►

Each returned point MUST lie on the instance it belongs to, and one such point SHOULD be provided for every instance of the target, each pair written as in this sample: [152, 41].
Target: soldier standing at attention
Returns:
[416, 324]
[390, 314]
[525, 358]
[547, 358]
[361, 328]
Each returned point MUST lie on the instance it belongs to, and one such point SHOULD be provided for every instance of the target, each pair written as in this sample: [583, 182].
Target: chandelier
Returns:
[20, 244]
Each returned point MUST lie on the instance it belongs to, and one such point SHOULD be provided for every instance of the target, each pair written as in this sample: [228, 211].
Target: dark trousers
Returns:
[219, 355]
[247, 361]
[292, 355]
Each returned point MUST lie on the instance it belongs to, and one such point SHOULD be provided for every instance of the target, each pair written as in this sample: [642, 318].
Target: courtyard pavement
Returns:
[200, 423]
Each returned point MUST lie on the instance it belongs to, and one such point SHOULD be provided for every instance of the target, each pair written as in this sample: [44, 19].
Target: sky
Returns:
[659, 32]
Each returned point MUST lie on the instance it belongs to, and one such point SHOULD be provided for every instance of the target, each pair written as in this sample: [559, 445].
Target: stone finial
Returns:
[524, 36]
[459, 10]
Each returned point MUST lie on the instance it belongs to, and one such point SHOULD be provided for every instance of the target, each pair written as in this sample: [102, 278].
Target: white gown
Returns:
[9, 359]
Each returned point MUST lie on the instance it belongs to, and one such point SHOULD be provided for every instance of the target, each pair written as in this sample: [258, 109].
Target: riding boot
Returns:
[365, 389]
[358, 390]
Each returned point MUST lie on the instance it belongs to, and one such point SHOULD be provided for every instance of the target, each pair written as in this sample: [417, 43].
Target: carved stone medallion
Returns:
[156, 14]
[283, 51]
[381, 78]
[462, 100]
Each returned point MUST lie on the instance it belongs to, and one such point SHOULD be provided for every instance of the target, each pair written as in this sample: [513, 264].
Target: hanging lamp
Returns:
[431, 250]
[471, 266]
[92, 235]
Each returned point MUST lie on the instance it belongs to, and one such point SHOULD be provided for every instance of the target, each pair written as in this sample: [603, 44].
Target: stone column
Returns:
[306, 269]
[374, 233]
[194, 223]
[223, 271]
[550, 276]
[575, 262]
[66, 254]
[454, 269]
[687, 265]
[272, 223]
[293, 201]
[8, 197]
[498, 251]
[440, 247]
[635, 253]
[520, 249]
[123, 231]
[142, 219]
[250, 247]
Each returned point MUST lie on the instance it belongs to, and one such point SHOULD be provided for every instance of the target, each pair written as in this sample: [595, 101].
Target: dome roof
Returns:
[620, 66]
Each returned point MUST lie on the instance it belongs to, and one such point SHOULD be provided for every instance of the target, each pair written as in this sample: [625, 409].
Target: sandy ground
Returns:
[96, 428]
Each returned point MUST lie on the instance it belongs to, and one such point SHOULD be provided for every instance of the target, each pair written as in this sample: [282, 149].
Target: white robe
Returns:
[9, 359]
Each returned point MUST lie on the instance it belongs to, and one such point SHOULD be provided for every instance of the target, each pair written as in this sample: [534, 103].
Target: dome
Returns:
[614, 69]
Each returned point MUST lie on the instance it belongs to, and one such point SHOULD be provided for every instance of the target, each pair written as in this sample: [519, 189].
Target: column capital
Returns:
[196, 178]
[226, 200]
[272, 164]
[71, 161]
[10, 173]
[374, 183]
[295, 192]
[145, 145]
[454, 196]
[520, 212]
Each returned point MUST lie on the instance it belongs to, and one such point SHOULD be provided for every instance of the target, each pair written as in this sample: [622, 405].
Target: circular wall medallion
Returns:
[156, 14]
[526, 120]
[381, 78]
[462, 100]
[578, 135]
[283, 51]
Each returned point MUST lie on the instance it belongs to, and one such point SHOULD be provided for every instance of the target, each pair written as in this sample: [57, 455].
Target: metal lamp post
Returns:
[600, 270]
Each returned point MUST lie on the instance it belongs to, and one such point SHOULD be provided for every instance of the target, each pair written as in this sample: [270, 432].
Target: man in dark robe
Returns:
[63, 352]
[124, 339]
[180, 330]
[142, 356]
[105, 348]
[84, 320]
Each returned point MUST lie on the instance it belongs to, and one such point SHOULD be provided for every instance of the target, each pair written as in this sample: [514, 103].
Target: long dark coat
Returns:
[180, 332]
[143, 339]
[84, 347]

◄

EXERCISE PROMPT:
Only the lines from the one containing "sample: [270, 432]." to the end of the listing belong in the output, each reproduced exactly.

WRITTEN SOLUTION:
Each returned point MUST lie on the instance it belongs to, and one such point SHOULD be provided for every instance of the target, each pair written as in this sample: [270, 432].
Target: man in dark robe
Returns:
[63, 352]
[124, 339]
[180, 330]
[142, 356]
[105, 348]
[84, 320]
Each returned point MUST lie on the instance it belongs to, and one such point SHOULD be provided for every instance of the target, each pair written as in this sample: [514, 103].
Target: long dark coat
Returns:
[180, 332]
[143, 339]
[84, 347]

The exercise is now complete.